Please put all of the records below into one numbered list, leaving out blank lines.

━━━ TASK MATERIAL ━━━

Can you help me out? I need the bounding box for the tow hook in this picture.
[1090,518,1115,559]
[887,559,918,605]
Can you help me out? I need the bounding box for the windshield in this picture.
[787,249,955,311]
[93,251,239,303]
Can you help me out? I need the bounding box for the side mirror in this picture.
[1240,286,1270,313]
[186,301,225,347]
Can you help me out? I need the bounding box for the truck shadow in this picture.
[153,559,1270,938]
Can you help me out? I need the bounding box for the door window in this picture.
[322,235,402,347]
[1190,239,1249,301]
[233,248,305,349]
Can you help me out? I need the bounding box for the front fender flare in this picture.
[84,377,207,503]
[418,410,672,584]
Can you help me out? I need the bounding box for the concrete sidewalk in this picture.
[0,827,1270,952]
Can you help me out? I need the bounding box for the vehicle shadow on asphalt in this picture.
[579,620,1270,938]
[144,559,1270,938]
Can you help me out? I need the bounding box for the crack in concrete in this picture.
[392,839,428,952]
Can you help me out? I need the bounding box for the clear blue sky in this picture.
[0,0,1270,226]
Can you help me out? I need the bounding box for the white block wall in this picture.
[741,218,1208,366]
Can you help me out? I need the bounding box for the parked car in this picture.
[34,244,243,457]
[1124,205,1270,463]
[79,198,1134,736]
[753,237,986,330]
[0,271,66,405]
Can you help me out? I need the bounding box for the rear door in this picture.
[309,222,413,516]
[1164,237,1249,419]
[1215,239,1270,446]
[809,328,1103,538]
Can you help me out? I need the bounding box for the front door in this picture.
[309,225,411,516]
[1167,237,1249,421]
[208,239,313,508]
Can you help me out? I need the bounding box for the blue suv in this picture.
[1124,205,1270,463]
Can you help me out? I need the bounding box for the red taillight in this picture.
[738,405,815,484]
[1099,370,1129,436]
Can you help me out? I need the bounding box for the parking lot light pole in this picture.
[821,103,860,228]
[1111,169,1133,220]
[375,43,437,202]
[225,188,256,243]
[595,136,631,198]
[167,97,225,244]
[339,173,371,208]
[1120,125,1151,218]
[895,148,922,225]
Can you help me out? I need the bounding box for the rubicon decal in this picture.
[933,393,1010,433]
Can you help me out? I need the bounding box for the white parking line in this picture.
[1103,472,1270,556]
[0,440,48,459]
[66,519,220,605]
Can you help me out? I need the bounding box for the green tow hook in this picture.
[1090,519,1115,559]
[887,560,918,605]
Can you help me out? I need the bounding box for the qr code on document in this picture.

━━━

*COMPLETE RESPONSE:*
1. Can you help me out? I need the bounding box for the tow hook in this picture.
2. [1090,518,1115,559]
3. [887,559,918,605]
4. Can you help me out? I need the bounding box for the windshield in this picture.
5. [787,249,955,311]
6. [93,251,239,303]
7. Can you help me out? I need the bounding box for the side mirror in this picture.
8. [1240,286,1270,313]
9. [186,301,225,347]
10. Can you help me out? I need the bounding box for the truck shadow in this picture.
11. [153,559,1270,938]
12. Can you help me out? I need the bounding box for the door window in this picture.
13. [322,235,402,347]
14. [1190,239,1249,301]
15. [233,248,305,349]
16. Can you help me out? I need the bounding box for the front fender flare in this picture.
17. [84,377,207,503]
18. [418,410,672,584]
19. Can you help me out? I need the bounding box for the concrete sidewalk in this picture.
20. [0,827,1270,952]
21. Can you help me out? I need the bounding box for the vehicle shadow on asphalt in this picture.
22. [579,620,1270,938]
23. [144,559,1270,938]
24. Can you help me out? I need the bounding box for the crack in concrete in this picture.
25. [392,839,428,952]
26. Can you help me out? I need the bounding box for the clear blue sky in this picture.
27. [0,0,1270,226]
28. Can you help me out? I need the bounding box for the white block wall in this picture.
29. [741,218,1208,366]
30. Can you help me out? I need the bounding box for the parked car in this picture.
31. [34,244,243,457]
32. [1124,205,1270,463]
33. [79,198,1134,736]
34. [753,237,986,330]
35. [0,271,66,405]
36. Can you help me out? I need the bounding box for the rear door in this picture.
37. [309,222,413,516]
38. [1164,237,1249,419]
39. [1215,239,1270,446]
40. [809,328,1103,538]
41. Can you help me out? I need the bounding box for the front door in this picture.
42. [309,225,411,516]
43. [1167,237,1249,421]
44. [208,239,313,508]
45. Can you help me out? I need the bounding box for the blue suv in this picture.
46. [1124,205,1270,463]
47. Can you help me out? I need the bounding box for the red taillight in this picture.
48. [738,405,815,484]
49. [1099,370,1129,436]
50. Can you help me out? I need the bounding box for the parking lot light pole in this picture.
51. [821,103,860,228]
52. [1111,169,1133,220]
53. [375,43,437,202]
54. [225,188,256,243]
55. [595,136,631,198]
56. [167,97,225,244]
57. [339,173,371,208]
58. [1120,125,1151,218]
59. [895,148,922,225]
60. Can you help me out? I need the bounding box for the rubicon decal in this picture.
61. [933,393,1010,433]
62. Can you help me out? I need the bounding box for the white parking line in this picture.
63. [1103,472,1270,556]
64. [0,440,48,459]
65. [66,519,220,605]
66. Can you help me out? I need the bounding box for the green tow hook in this picture.
67. [1090,519,1115,559]
68. [887,560,918,605]
69. Can you help me out? I need the bounding box for the qr code on document in this picture.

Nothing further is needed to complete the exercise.